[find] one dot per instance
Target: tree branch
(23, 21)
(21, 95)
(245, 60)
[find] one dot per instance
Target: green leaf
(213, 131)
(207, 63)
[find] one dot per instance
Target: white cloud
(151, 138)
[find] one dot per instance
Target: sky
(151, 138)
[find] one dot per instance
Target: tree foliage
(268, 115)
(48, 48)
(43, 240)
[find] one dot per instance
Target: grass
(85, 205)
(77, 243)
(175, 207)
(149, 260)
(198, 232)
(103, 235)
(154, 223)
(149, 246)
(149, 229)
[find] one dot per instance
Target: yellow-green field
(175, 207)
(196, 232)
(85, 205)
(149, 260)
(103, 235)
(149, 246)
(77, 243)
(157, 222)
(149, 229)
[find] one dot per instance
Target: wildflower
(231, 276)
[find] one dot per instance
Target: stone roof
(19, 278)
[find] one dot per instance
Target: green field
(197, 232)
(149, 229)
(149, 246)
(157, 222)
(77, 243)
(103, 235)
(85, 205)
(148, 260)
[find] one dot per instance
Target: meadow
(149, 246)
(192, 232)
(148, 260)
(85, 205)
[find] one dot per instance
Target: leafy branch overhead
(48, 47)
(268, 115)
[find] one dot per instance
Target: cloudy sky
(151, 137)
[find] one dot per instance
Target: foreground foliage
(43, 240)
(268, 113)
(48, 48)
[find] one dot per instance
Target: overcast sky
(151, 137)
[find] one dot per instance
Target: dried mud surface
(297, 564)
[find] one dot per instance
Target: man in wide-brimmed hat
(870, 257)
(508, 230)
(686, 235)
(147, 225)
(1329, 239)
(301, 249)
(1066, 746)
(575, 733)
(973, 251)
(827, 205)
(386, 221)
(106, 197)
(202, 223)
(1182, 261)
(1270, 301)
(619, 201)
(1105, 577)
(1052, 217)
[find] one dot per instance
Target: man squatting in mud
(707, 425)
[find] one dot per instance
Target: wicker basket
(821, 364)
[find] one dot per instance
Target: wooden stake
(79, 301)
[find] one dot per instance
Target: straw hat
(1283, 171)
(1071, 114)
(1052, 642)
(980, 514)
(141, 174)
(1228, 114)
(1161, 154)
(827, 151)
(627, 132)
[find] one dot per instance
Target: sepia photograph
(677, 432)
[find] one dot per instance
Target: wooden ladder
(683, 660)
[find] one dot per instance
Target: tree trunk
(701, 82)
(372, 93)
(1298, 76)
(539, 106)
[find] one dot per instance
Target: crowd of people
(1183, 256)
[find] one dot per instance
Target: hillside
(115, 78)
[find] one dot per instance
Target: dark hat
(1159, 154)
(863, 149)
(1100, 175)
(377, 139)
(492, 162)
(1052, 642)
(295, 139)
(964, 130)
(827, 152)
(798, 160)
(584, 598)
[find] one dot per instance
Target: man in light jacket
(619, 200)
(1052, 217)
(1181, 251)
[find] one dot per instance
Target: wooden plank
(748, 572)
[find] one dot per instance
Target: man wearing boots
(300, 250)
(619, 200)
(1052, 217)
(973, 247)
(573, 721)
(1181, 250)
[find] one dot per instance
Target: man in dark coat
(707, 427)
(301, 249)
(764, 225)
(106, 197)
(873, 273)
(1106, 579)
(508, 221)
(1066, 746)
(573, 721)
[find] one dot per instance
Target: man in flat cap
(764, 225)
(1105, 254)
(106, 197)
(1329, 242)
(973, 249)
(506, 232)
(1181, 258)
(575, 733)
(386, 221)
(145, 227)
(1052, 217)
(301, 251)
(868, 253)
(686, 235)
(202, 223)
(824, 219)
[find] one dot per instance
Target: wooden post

What is asked: Filter the rows above down to the lines that contain the word "dark", and copy each of those lines without changes.

Exercise solution:
Target: dark hat
Target: man in dark coat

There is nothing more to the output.